▶ _STATED GOAL_
Please pick out every line in the entries below that contains the word "track" and copy each of those lines.

——————————

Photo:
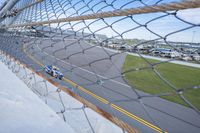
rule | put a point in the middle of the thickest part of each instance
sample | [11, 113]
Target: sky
[163, 24]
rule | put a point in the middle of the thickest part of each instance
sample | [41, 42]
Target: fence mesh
[123, 56]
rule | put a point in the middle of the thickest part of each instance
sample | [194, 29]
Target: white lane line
[65, 62]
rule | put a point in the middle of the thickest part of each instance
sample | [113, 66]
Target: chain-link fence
[138, 60]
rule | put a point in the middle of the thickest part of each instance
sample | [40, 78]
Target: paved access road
[113, 95]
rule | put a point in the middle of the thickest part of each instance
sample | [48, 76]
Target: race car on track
[54, 71]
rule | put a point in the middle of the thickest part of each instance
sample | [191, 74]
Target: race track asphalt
[73, 57]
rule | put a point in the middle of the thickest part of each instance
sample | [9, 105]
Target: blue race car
[54, 71]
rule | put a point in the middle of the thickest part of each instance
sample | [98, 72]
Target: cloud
[190, 15]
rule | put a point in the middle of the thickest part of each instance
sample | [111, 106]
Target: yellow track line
[103, 100]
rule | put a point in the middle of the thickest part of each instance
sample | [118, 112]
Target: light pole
[193, 36]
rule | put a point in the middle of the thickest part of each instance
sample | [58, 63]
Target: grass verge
[179, 75]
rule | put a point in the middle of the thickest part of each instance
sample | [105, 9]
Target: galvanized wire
[70, 35]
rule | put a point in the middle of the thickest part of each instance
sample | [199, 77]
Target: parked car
[53, 71]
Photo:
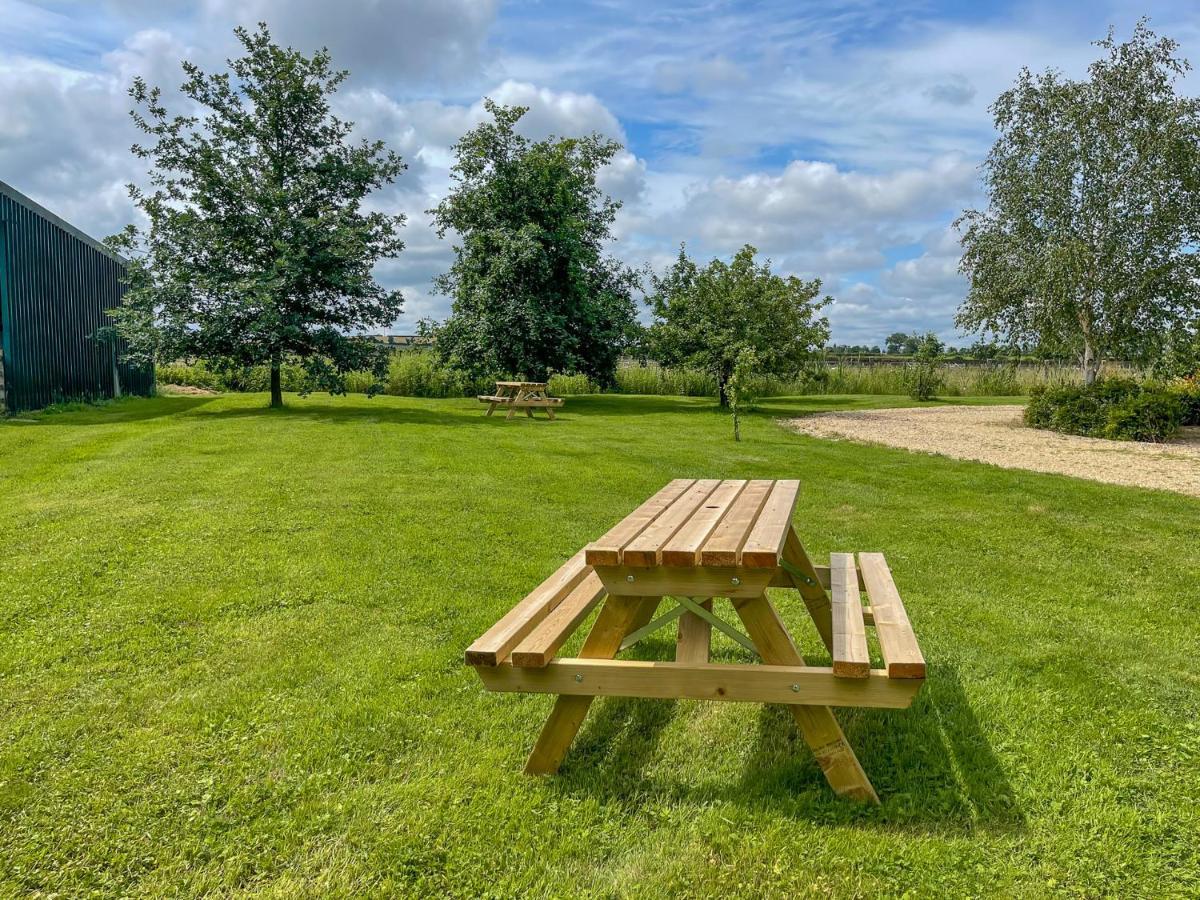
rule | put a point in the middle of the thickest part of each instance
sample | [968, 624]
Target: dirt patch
[185, 390]
[997, 435]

——————————

▶ _EXERCISE RESULT_
Target: race car on track
Target: race track asphalt
Target: yellow track line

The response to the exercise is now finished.